# EXCERPTED PASSAGE:
If you want to observe a truly amazing concentration of Tokyo's male population, go to Akihabara on the weekend. Even during the daytime, the frenetic, high-pitched energy of its various game centres can still be felt (to say nothing for its nighttime transformation). That being said, most of its cluttered, vibrant stocks of gaming and anime merchandise remains safely confined in the orderly towers that line its main roads - just waiting for you to wander in and take a closer look.
If you're fortunate enough to have friends or relatives who are anime fans, Akiba is the place to go to alleviate your souvenir-purchasing-for-other-people anxiety (just me?). My thirteen-year-old anime fangirl self would have gone wild if she had been allowed to freely roam these stores, even if she wouldn't have been able to read most of it. And then you come across merchandise of the more hentai persuasion chilling beside your normal figurines and things get a tad awkward. Tokyo.
プリクラ (Purikura), short for 'Print Club', are photo machines where you can take and decorate photos, then print them out as stickers. They can be found mostly in game centers in Japan and also happen to be my childhood. In Japan, some places provide free costumes for you to dress up in, which is definitely the best way to take purikura. After all, what's the point if you can't be dorky about it? You will need to know some Japanese to navigate the interface - or just take a logical guess and hope for the best. Think fast! The creepy eye enlargements are automatic.
I'm going to let you in on a little golden purikura spot we stumbled upon 100% by chance last year that I've finally bothered to precisely locate. On the 3rd floor of LAOX Home Electronics store, located on Zojo-ji road, you will find a single purikura machine and a whole rack of clothing, along with a small changing room.
It's a well-kept secret so you basically have all the time in the world to dress up and take your photos and then edit them (there is usually a timer but it freezes if no one else uses the machine for a long time). We promptly took three rounds of photos (how can you resist when they're only 400Y as opposed to $18+ in Sydney's Capitol Square??) and it was amazing. They also added some new costumes!
The 'bridge' labelled on this map can be seen in my above photo with the Drug Store sign. You want to find the JR Akihabara station's West (I think?) exit. If you walk out and see the SEGA building, you're in the right place. Turn right and keep going until you hit the main road. Here's a precise Google Street View of the LAOX store. Enjoy!
Another uniquely Japanese experience is ガチャポン (Gachapon) or 'capsule toys'. They're one of my favourite souvenirs to bring from Japan because they make great novelty items and Japan excels at making intricate miniature trinkets (usually phone charms to hang off your keitai because smart phones...are not really a thing in Japan yet).
You can find gachapon machines in many nooks and crannies throughout Tokyo but it's rare to have a concentrated collection of them in one place - so you can imagine my excitement when I heard about Akihabara Gachapon Kaikan, a store that stocks 'over 530 gachapon machines'.
Despite probably being one of the oldest, largest gachapon alleys in Tokyo, it wasn't nearly as large as I pictured - just one floor and its orange gachapon machines didn't bother hiding their age, even though the content was fairly new. Being located in Akiba, lots of the merchandise was anime related, which is unfortunate if you're not a fan of those particular series. Gachapon tends to change with the seasons or by month so we may have just stumbled upon a slow period. Quick list of other gachapon areas I've found:
Yodobashi Camera 8th Floor | Akihabara There are a lot more educational gachapon machines here (think miniature models of sea creatures, as well as dogs in coffee cups and skeletons). It's not as anime-heavy.

# SUPPLIED INFORMATION:
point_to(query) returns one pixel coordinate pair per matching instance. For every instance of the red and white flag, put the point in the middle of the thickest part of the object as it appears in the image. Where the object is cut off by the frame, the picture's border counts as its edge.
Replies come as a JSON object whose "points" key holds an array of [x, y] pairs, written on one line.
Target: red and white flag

# BRIEF:
Reproduce, word for word, the part of the Akihabara blog post between "Another uniquely Japanese" and "530 gachapon machines'.", inclusive.

# RESPONSE:
Another uniquely Japanese experience is ガチャポン (Gachapon) or 'capsule toys'. They're one of my favourite souvenirs to bring from Japan because they make great novelty items and Japan excels at making intricate miniature trinkets (usually phone charms to hang off your keitai because smart phones...are not really a thing in Japan yet).
You can find gachapon machines in many nooks and crannies throughout Tokyo but it's rare to have a concentrated collection of them in one place - so you can imagine my excitement when I heard about Akihabara Gachapon Kaikan, a store that stocks 'over 530 gachapon machines'.